## BEGIN Given data
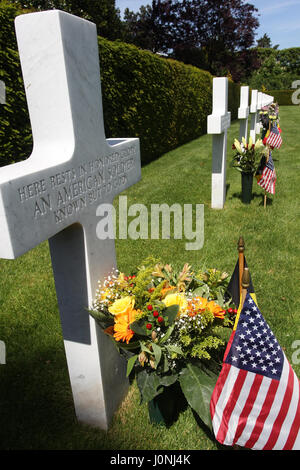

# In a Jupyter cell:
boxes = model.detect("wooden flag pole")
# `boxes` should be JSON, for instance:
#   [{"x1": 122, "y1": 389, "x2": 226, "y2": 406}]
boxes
[
  {"x1": 238, "y1": 237, "x2": 245, "y2": 297},
  {"x1": 241, "y1": 268, "x2": 250, "y2": 309}
]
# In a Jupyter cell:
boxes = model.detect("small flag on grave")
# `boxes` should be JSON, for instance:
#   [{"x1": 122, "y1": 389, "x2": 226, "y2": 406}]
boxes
[
  {"x1": 210, "y1": 293, "x2": 300, "y2": 450},
  {"x1": 264, "y1": 124, "x2": 282, "y2": 149},
  {"x1": 227, "y1": 255, "x2": 255, "y2": 308},
  {"x1": 257, "y1": 152, "x2": 277, "y2": 194}
]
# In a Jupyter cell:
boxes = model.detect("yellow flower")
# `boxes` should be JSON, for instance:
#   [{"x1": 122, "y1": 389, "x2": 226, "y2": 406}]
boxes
[
  {"x1": 108, "y1": 295, "x2": 135, "y2": 315},
  {"x1": 163, "y1": 293, "x2": 187, "y2": 313},
  {"x1": 114, "y1": 308, "x2": 137, "y2": 344},
  {"x1": 187, "y1": 296, "x2": 225, "y2": 319}
]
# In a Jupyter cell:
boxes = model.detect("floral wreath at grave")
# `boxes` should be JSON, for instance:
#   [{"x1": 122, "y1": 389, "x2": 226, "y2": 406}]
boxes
[
  {"x1": 231, "y1": 137, "x2": 267, "y2": 204},
  {"x1": 90, "y1": 258, "x2": 237, "y2": 428},
  {"x1": 255, "y1": 103, "x2": 282, "y2": 200}
]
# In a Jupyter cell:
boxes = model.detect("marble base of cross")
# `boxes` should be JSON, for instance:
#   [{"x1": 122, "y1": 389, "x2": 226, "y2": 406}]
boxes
[{"x1": 207, "y1": 77, "x2": 231, "y2": 209}]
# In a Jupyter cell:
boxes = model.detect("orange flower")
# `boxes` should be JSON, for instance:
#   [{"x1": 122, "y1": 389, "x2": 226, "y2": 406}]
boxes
[
  {"x1": 114, "y1": 309, "x2": 138, "y2": 344},
  {"x1": 187, "y1": 297, "x2": 225, "y2": 319},
  {"x1": 161, "y1": 286, "x2": 175, "y2": 298},
  {"x1": 104, "y1": 325, "x2": 114, "y2": 336}
]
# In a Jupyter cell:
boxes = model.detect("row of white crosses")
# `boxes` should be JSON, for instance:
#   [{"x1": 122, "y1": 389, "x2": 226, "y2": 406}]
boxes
[
  {"x1": 207, "y1": 77, "x2": 274, "y2": 209},
  {"x1": 0, "y1": 10, "x2": 141, "y2": 429}
]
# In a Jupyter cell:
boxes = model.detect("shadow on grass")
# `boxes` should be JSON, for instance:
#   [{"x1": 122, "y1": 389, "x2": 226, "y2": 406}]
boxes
[
  {"x1": 0, "y1": 350, "x2": 78, "y2": 450},
  {"x1": 231, "y1": 193, "x2": 273, "y2": 206},
  {"x1": 148, "y1": 382, "x2": 188, "y2": 428}
]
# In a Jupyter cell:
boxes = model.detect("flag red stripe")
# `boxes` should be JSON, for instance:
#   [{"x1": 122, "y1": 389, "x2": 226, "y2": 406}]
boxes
[
  {"x1": 233, "y1": 374, "x2": 263, "y2": 444},
  {"x1": 245, "y1": 380, "x2": 279, "y2": 449},
  {"x1": 263, "y1": 367, "x2": 294, "y2": 450},
  {"x1": 216, "y1": 369, "x2": 248, "y2": 443},
  {"x1": 210, "y1": 364, "x2": 231, "y2": 420},
  {"x1": 283, "y1": 381, "x2": 300, "y2": 450}
]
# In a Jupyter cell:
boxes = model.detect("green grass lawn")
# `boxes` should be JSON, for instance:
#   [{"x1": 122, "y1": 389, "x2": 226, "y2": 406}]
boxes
[{"x1": 0, "y1": 106, "x2": 300, "y2": 450}]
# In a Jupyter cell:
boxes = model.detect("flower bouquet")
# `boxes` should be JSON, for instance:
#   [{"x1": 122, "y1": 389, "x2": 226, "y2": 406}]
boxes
[
  {"x1": 231, "y1": 137, "x2": 268, "y2": 204},
  {"x1": 90, "y1": 258, "x2": 236, "y2": 427}
]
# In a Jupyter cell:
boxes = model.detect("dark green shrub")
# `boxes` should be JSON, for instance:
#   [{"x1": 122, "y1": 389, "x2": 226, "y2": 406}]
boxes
[{"x1": 267, "y1": 90, "x2": 299, "y2": 106}]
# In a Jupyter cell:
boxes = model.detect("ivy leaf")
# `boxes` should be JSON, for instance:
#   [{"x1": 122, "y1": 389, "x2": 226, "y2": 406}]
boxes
[
  {"x1": 126, "y1": 354, "x2": 139, "y2": 377},
  {"x1": 129, "y1": 318, "x2": 147, "y2": 336},
  {"x1": 164, "y1": 305, "x2": 179, "y2": 325},
  {"x1": 179, "y1": 363, "x2": 218, "y2": 430},
  {"x1": 151, "y1": 343, "x2": 161, "y2": 368}
]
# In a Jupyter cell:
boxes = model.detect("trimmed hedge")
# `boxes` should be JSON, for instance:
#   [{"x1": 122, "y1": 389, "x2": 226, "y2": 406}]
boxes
[
  {"x1": 0, "y1": 1, "x2": 240, "y2": 165},
  {"x1": 267, "y1": 90, "x2": 299, "y2": 106}
]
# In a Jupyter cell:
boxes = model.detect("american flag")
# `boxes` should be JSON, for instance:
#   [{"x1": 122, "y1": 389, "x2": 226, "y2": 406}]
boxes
[
  {"x1": 210, "y1": 294, "x2": 300, "y2": 450},
  {"x1": 266, "y1": 125, "x2": 282, "y2": 149},
  {"x1": 257, "y1": 152, "x2": 277, "y2": 194}
]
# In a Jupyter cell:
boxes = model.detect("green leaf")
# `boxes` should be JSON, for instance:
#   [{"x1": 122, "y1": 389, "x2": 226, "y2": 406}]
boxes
[
  {"x1": 126, "y1": 354, "x2": 139, "y2": 377},
  {"x1": 179, "y1": 363, "x2": 218, "y2": 430},
  {"x1": 151, "y1": 343, "x2": 161, "y2": 367},
  {"x1": 193, "y1": 284, "x2": 209, "y2": 298},
  {"x1": 160, "y1": 325, "x2": 175, "y2": 344},
  {"x1": 136, "y1": 369, "x2": 178, "y2": 403},
  {"x1": 136, "y1": 369, "x2": 163, "y2": 403},
  {"x1": 129, "y1": 318, "x2": 147, "y2": 336},
  {"x1": 166, "y1": 344, "x2": 183, "y2": 355}
]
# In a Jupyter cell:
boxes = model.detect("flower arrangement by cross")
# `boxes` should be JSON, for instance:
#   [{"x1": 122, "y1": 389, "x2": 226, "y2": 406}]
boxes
[
  {"x1": 231, "y1": 137, "x2": 267, "y2": 174},
  {"x1": 90, "y1": 258, "x2": 236, "y2": 426}
]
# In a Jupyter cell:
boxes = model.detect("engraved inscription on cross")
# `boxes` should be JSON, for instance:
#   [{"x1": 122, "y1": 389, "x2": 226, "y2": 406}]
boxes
[
  {"x1": 0, "y1": 10, "x2": 141, "y2": 429},
  {"x1": 207, "y1": 77, "x2": 231, "y2": 209}
]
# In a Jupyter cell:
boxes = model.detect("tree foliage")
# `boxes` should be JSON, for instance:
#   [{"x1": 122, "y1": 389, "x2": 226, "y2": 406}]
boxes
[
  {"x1": 124, "y1": 0, "x2": 259, "y2": 81},
  {"x1": 248, "y1": 47, "x2": 300, "y2": 90}
]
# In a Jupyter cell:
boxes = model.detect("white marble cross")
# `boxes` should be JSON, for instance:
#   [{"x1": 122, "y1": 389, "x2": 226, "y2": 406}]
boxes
[
  {"x1": 238, "y1": 86, "x2": 249, "y2": 142},
  {"x1": 207, "y1": 77, "x2": 231, "y2": 209},
  {"x1": 250, "y1": 90, "x2": 258, "y2": 142},
  {"x1": 0, "y1": 10, "x2": 141, "y2": 429},
  {"x1": 0, "y1": 80, "x2": 6, "y2": 104},
  {"x1": 256, "y1": 91, "x2": 263, "y2": 134}
]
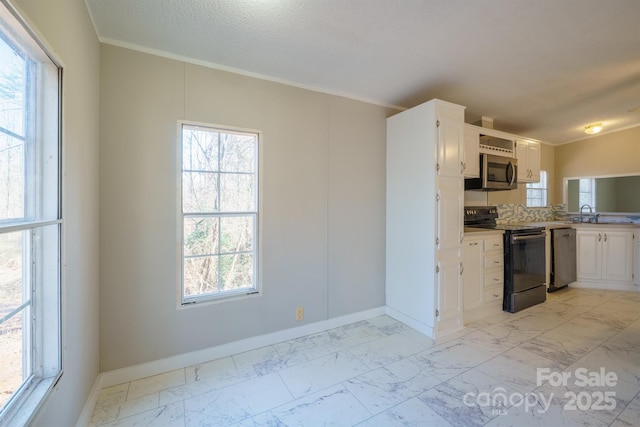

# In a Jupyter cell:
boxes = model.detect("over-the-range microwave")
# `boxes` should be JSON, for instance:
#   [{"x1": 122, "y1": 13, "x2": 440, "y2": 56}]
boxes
[{"x1": 464, "y1": 153, "x2": 518, "y2": 191}]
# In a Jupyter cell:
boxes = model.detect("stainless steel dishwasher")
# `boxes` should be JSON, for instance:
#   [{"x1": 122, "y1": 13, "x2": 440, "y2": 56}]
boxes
[{"x1": 549, "y1": 228, "x2": 577, "y2": 292}]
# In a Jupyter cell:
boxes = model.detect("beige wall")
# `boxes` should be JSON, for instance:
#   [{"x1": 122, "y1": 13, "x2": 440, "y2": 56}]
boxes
[
  {"x1": 555, "y1": 127, "x2": 640, "y2": 203},
  {"x1": 14, "y1": 0, "x2": 100, "y2": 426},
  {"x1": 100, "y1": 45, "x2": 391, "y2": 370}
]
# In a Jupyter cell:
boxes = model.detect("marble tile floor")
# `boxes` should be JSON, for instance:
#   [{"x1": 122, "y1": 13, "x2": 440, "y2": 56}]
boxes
[{"x1": 91, "y1": 288, "x2": 640, "y2": 427}]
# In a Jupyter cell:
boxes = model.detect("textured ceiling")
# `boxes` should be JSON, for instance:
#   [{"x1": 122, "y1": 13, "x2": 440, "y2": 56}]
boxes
[{"x1": 86, "y1": 0, "x2": 640, "y2": 144}]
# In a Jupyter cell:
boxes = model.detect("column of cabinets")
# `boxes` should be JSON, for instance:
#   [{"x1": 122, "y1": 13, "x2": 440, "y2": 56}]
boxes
[
  {"x1": 576, "y1": 225, "x2": 636, "y2": 289},
  {"x1": 462, "y1": 233, "x2": 504, "y2": 322},
  {"x1": 516, "y1": 139, "x2": 540, "y2": 182},
  {"x1": 386, "y1": 100, "x2": 464, "y2": 338}
]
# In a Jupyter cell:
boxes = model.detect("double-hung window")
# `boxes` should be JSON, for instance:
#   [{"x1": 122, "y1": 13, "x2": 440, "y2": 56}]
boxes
[
  {"x1": 527, "y1": 171, "x2": 547, "y2": 208},
  {"x1": 0, "y1": 0, "x2": 62, "y2": 425},
  {"x1": 180, "y1": 123, "x2": 260, "y2": 304},
  {"x1": 578, "y1": 178, "x2": 596, "y2": 209}
]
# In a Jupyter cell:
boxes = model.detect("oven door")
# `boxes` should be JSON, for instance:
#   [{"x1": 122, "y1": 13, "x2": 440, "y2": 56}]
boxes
[
  {"x1": 480, "y1": 154, "x2": 518, "y2": 190},
  {"x1": 505, "y1": 231, "x2": 547, "y2": 293}
]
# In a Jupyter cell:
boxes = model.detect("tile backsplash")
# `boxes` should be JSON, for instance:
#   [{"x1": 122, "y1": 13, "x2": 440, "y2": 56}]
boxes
[{"x1": 497, "y1": 204, "x2": 566, "y2": 224}]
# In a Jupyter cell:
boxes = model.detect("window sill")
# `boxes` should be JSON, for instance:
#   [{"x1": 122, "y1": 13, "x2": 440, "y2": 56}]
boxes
[{"x1": 0, "y1": 373, "x2": 62, "y2": 426}]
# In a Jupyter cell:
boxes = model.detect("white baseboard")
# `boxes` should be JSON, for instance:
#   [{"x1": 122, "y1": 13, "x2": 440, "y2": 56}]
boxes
[
  {"x1": 386, "y1": 307, "x2": 434, "y2": 338},
  {"x1": 76, "y1": 307, "x2": 386, "y2": 427},
  {"x1": 89, "y1": 307, "x2": 386, "y2": 388},
  {"x1": 569, "y1": 282, "x2": 640, "y2": 292},
  {"x1": 76, "y1": 374, "x2": 104, "y2": 427}
]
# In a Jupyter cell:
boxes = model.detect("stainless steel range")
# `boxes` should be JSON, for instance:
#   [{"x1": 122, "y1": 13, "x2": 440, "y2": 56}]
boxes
[{"x1": 464, "y1": 206, "x2": 547, "y2": 313}]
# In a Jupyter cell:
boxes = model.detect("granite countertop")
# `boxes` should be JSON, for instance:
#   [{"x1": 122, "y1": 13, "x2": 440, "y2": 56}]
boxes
[{"x1": 464, "y1": 227, "x2": 504, "y2": 236}]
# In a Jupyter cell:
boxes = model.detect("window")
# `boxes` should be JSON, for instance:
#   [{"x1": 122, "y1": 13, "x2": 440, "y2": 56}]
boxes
[
  {"x1": 578, "y1": 178, "x2": 596, "y2": 209},
  {"x1": 527, "y1": 171, "x2": 547, "y2": 208},
  {"x1": 0, "y1": 1, "x2": 62, "y2": 425},
  {"x1": 180, "y1": 124, "x2": 260, "y2": 304}
]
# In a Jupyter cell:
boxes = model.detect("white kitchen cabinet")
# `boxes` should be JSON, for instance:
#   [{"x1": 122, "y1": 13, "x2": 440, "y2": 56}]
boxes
[
  {"x1": 516, "y1": 139, "x2": 540, "y2": 183},
  {"x1": 462, "y1": 237, "x2": 484, "y2": 310},
  {"x1": 576, "y1": 225, "x2": 635, "y2": 289},
  {"x1": 462, "y1": 232, "x2": 504, "y2": 323},
  {"x1": 462, "y1": 124, "x2": 480, "y2": 178},
  {"x1": 386, "y1": 100, "x2": 464, "y2": 338}
]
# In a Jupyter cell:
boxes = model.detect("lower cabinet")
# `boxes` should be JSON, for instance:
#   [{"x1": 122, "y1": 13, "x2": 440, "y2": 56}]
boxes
[
  {"x1": 462, "y1": 233, "x2": 504, "y2": 323},
  {"x1": 576, "y1": 226, "x2": 636, "y2": 289}
]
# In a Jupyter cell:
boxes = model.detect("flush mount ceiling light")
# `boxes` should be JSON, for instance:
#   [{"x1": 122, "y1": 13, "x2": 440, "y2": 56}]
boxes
[{"x1": 584, "y1": 123, "x2": 603, "y2": 135}]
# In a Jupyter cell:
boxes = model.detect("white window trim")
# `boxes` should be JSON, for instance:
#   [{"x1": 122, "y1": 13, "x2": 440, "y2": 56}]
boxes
[
  {"x1": 525, "y1": 170, "x2": 549, "y2": 209},
  {"x1": 0, "y1": 0, "x2": 64, "y2": 425},
  {"x1": 176, "y1": 120, "x2": 263, "y2": 310}
]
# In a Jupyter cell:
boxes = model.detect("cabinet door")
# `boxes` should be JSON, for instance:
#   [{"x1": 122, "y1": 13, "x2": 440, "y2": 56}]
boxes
[
  {"x1": 463, "y1": 126, "x2": 480, "y2": 178},
  {"x1": 462, "y1": 238, "x2": 483, "y2": 311},
  {"x1": 436, "y1": 178, "x2": 464, "y2": 250},
  {"x1": 436, "y1": 249, "x2": 462, "y2": 335},
  {"x1": 602, "y1": 230, "x2": 634, "y2": 284},
  {"x1": 576, "y1": 230, "x2": 604, "y2": 280},
  {"x1": 437, "y1": 117, "x2": 464, "y2": 178}
]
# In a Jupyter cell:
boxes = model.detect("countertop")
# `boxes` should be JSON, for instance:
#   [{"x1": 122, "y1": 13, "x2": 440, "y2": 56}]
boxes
[{"x1": 464, "y1": 227, "x2": 504, "y2": 237}]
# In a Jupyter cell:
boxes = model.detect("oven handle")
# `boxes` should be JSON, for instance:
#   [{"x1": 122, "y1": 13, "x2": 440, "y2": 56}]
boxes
[{"x1": 511, "y1": 233, "x2": 547, "y2": 242}]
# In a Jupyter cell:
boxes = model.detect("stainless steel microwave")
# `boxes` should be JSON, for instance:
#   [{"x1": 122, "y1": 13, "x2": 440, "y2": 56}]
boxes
[{"x1": 464, "y1": 154, "x2": 518, "y2": 191}]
## END Given data
◆ Set problem ◆
Gather every line in the items above that contains the string "stainless", treating uppercase and lowercase as different.

◆ Written reply ◆
boxes = model.detect("stainless steel dishwasher")
boxes = model.detect("stainless steel range")
boxes = model.detect("stainless steel microwave")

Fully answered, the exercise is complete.